> **PROVIDED PASSAGE**
▬▬▬▬▬▬

華文

⿻Being

March 18, 2026

Tenzin Yangtso

At the intersection of silicon and spirit, Tenzin Yangtso reflects on survival logic, life’s meaning, and the turn from extraction to cultivation.

At the intersection of silicon and spirit, we are living through a profound transformation. This is not merely about the technological succession of blockchain or AI — it is an inquiry into how we redefine "being" and "connection."

The most insidious constraint mechanism of capitalism lies in this: it presets "outcomes," then retrospectively demands that individuals adopt behaviours conforming to the logic of survival. Yet even in the name of survival, such a priori conditioning is ethically unjustifiable. We must ask: if we inhabit a world drained of the texture of well-being, does mere persistence still carry moral meaning?

From the Blind Spots of Utilitarianism to the Awakening of Psychic Sovereignty

When the development of AI becomes tightly bound to questions of human survival, we find ourselves trapped in a dangerous technological arms race. Utilitarianism habitually quantifies complex human experience into calculable "utility," presupposing a single successful outcome and retrospectively requiring individuals to adjust all actions toward maximum efficiency and minimum friction — "survival mode." Under this results-driven polarisation, social platforms have fuelled deep anxiety, leading to a systematic forgetting of the very nature of relationship.

Rather than waiting for a perfect governance framework, we need to recognise clearly: this is fundamentally a contest between "the logic of survival" and "the meaning of life" — that is, between matter and consciousness. Driven by utilitarian impulses, our thirst for technology has often mutated into a radical betrayal of human complexity.

The evolution of digital spaces today is also constrained by the crude logic of attention monetisation, rather than being grounded in social well-being. This orientation has not only distorted the original purpose of technology but has exacted a steep price — the thoroughgoing instrumentalisation of relationships.

The Neural Cost: The Collapse of Experiential Navigation

This utilitarian-driven digital discourse is physically reshaping our brains.

▬▬▬▬▬▬

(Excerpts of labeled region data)

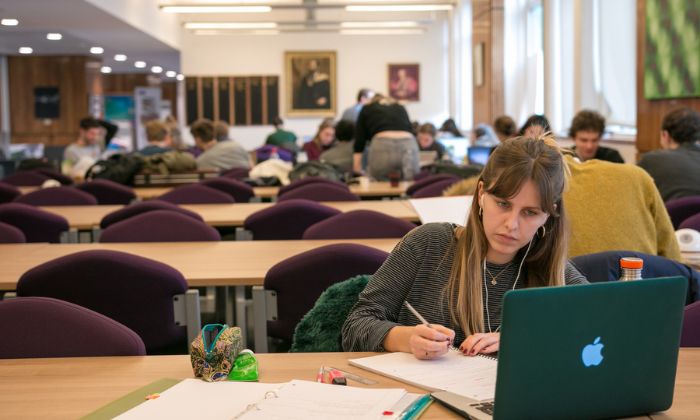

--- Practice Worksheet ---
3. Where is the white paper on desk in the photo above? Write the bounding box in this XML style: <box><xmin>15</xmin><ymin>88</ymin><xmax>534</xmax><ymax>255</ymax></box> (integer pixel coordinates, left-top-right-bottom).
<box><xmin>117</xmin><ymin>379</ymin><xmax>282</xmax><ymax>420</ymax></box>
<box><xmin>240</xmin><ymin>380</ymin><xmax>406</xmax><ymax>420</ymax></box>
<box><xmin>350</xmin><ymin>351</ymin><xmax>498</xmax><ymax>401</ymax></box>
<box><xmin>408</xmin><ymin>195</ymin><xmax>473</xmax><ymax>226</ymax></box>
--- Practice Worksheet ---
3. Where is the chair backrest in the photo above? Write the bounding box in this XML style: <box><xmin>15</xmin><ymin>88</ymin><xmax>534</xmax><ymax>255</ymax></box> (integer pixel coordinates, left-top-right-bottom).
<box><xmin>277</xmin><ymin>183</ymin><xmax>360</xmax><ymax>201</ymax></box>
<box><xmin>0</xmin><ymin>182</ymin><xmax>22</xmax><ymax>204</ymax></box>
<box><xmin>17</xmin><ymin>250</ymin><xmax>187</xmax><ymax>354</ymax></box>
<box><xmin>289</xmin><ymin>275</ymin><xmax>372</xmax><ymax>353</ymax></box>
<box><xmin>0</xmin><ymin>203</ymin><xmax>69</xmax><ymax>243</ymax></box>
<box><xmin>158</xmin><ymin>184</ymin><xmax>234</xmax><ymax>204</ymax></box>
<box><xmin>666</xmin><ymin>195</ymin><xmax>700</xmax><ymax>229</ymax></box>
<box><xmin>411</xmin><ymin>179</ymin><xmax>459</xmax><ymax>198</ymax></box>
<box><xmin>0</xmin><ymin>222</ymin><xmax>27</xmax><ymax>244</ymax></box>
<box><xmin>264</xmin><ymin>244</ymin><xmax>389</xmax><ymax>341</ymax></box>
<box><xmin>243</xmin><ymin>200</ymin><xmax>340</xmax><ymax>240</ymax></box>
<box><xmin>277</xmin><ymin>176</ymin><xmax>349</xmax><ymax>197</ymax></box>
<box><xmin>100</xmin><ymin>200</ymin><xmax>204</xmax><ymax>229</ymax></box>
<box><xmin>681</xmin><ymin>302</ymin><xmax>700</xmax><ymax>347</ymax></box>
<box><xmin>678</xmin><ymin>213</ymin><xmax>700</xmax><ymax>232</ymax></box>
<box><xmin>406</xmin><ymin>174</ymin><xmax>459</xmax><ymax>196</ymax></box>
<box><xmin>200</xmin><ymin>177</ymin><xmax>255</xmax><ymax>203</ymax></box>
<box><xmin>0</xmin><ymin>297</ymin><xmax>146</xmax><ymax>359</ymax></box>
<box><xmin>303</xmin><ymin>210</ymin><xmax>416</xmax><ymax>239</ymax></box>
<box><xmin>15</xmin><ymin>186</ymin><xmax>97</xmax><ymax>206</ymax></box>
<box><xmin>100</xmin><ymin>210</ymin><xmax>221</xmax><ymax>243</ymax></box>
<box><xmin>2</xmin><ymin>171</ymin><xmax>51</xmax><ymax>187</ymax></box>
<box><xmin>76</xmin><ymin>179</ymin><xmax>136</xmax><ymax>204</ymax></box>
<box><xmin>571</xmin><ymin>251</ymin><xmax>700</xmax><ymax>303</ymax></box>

▬▬▬▬▬▬

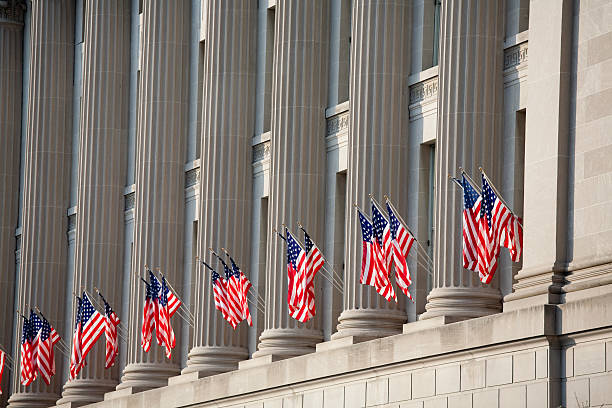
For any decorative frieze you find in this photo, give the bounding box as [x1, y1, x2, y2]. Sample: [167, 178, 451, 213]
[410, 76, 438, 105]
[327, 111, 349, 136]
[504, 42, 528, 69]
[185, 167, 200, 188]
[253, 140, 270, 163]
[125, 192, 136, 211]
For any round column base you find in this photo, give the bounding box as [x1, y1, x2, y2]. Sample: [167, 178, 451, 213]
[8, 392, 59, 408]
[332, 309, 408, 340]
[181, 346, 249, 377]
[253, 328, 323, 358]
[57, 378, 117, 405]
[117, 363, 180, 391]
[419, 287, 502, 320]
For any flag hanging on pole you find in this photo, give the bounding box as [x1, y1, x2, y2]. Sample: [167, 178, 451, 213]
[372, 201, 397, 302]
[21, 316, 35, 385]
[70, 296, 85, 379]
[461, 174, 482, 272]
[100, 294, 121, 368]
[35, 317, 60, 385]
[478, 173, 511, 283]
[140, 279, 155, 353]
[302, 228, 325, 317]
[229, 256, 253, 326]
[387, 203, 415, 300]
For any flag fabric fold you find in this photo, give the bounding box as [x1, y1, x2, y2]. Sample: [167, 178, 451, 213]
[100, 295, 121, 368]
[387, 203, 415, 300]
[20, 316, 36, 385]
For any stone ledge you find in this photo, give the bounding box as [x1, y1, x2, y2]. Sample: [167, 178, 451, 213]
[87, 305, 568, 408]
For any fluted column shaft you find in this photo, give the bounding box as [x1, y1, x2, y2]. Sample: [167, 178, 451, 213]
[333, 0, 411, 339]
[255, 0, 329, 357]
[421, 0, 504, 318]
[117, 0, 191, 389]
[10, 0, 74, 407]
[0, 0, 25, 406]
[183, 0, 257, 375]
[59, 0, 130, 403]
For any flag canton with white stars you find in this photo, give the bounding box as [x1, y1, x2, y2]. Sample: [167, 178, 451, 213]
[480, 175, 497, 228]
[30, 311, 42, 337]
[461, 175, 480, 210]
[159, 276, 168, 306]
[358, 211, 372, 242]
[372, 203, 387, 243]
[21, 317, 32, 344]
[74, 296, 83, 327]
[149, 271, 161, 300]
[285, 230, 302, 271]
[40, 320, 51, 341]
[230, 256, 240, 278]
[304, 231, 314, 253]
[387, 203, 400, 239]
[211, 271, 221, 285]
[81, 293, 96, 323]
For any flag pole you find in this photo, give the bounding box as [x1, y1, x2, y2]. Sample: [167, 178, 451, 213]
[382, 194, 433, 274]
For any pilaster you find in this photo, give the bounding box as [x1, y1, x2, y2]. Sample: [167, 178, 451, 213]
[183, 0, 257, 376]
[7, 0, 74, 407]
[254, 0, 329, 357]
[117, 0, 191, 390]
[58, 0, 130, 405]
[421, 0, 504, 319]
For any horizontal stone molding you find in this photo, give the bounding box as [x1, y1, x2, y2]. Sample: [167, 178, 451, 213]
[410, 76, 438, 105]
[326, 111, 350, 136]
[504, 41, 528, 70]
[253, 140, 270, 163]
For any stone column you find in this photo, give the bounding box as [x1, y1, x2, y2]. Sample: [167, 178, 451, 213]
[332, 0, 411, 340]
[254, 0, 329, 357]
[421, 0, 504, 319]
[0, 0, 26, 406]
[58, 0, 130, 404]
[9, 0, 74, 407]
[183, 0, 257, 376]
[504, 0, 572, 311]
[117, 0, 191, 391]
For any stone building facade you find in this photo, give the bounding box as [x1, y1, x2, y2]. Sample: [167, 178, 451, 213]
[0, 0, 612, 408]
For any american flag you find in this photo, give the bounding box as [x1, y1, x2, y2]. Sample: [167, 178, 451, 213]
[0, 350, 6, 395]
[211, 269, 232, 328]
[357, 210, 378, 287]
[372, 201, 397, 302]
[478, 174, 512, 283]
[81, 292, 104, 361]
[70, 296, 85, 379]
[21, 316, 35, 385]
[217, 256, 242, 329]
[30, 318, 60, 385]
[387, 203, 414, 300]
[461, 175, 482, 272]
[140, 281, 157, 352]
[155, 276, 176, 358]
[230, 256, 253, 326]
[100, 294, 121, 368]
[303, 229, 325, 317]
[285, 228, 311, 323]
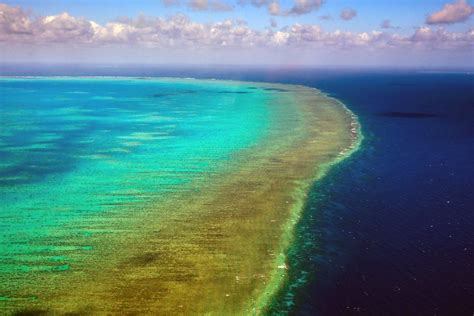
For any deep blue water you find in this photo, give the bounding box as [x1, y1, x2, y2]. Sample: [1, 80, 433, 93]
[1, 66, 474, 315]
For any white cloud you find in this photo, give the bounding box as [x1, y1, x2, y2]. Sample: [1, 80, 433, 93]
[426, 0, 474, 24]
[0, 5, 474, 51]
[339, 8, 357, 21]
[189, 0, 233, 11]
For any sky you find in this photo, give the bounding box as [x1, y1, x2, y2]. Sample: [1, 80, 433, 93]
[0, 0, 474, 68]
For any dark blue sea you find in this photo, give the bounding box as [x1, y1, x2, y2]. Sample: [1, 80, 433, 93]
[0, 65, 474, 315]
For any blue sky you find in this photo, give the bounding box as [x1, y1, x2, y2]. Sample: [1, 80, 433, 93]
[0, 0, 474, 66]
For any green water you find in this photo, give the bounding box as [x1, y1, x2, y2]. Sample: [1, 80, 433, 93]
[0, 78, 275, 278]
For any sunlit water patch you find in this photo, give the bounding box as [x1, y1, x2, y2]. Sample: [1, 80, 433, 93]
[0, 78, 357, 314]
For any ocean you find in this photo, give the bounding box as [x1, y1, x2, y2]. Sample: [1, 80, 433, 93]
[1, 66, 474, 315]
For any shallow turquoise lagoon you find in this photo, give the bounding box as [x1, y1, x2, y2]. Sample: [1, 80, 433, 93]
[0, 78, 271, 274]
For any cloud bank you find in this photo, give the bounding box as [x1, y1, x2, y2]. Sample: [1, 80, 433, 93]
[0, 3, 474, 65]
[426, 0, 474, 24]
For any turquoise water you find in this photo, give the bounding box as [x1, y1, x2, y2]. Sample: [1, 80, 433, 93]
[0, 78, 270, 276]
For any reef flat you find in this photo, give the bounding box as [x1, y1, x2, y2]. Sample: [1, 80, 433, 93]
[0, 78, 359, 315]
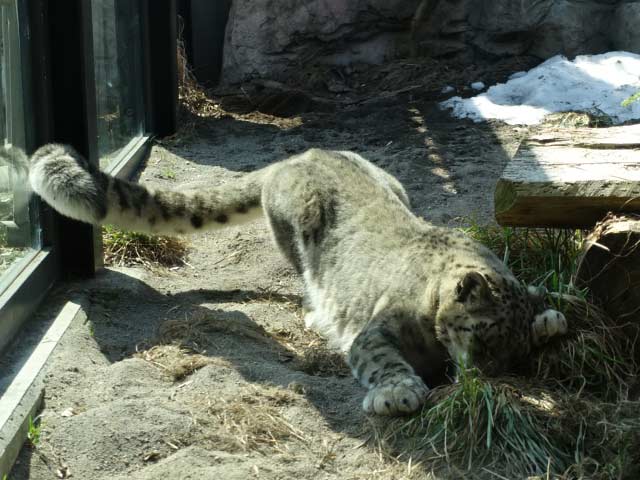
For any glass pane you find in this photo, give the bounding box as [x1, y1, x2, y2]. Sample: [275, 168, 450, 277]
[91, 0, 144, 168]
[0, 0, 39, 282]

▬▬▬▬▬▬

> **PROBLEMS**
A. Retype everything in the essay on silicon and spirit from "Rather than waiting" down to "of human complexity.".
B. For each statement, say yes or no to whether it agrees with the essay on silicon and spirit, and quote the words from the essay that decide it: (i) Social platforms have eased people's anxiety. (ii) We should wait for a perfect governance framework. (iii) Utilitarian-driven digital discourse is physically reshaping our brains.

> **EXERCISE ANSWERS**
A.
Rather than waiting for a perfect governance framework, we need to recognise clearly: this is fundamentally a contest between "the logic of survival" and "the meaning of life" — that is, between matter and consciousness. Driven by utilitarian impulses, our thirst for technology has often mutated into a radical betrayal of human complexity.

B.
(i) No: "social platforms have fuelled deep anxiety"
(ii) No: "Rather than waiting for a perfect governance framework"
(iii) Yes: "This utilitarian-driven digital discourse is physically reshaping our brains."